Шесть дней падения |
Фото: AP |
Фондовая истерия
Двадцатые годы XX века — пожалуй, самый яркий период в истории рынка ценных бумаг США. После первой мировой войны американская экономика пережила довольно глубокий спад, но с 1921 года дела пошли на поправку. Вслед за промышленным ростом повышалось и благосостояние населения. Среднедушевой доход увеличился до $1500 в год, и многие американцы могли позволить себе заняться инвестированием в ценные бумаги. Все больше людей привлекал "бычий" характер фондового рынка. Индекс Dow Jones без глубоких коррекций вырос с 60 пунктов в 1920 году до 380 пунктов к 1929 году. Нередки были случаи роста котировок какой-либо бумаги в несколько раз за несколько месяцев, что только подогревало интерес частных инвесторов к рынку акций.
Цена места на Нью-Йоркской фондовой бирже (NYSE) подскочила до рекордных $625 тыс. (что в нынешних ценах соответствует более чем $6,5 млн). Создание Федеральной резервной системы (ФРС) (см. "Деньги" #10 от 15 марта 2004 года) немного упрочило контроль над банковским сектором. В то же время никаких изменений в регулировании рынка ценных бумаг не произошло.

· · · · · · ·

**Ваша задача:** Выпишите все денежные суммы в долларах, которые приводятся во фрагменте о фондовом рынке США 1920-х годов. Эти позиции взяты из другого источника и с текстом не связаны.

Позиции из набора данных:

· · · · · · ·

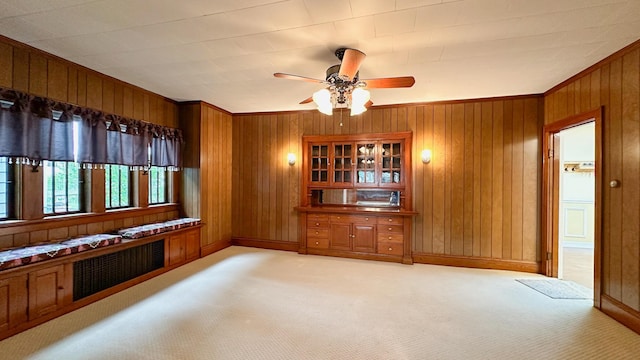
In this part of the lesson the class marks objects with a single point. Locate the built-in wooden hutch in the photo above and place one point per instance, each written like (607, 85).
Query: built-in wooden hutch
(356, 199)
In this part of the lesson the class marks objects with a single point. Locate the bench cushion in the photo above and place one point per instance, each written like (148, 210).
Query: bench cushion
(34, 253)
(137, 232)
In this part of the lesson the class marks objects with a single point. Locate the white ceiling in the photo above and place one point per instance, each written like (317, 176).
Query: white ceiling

· · · · · · ·

**Ответ на задание:** $1500, $625 тыс., $6,5 млн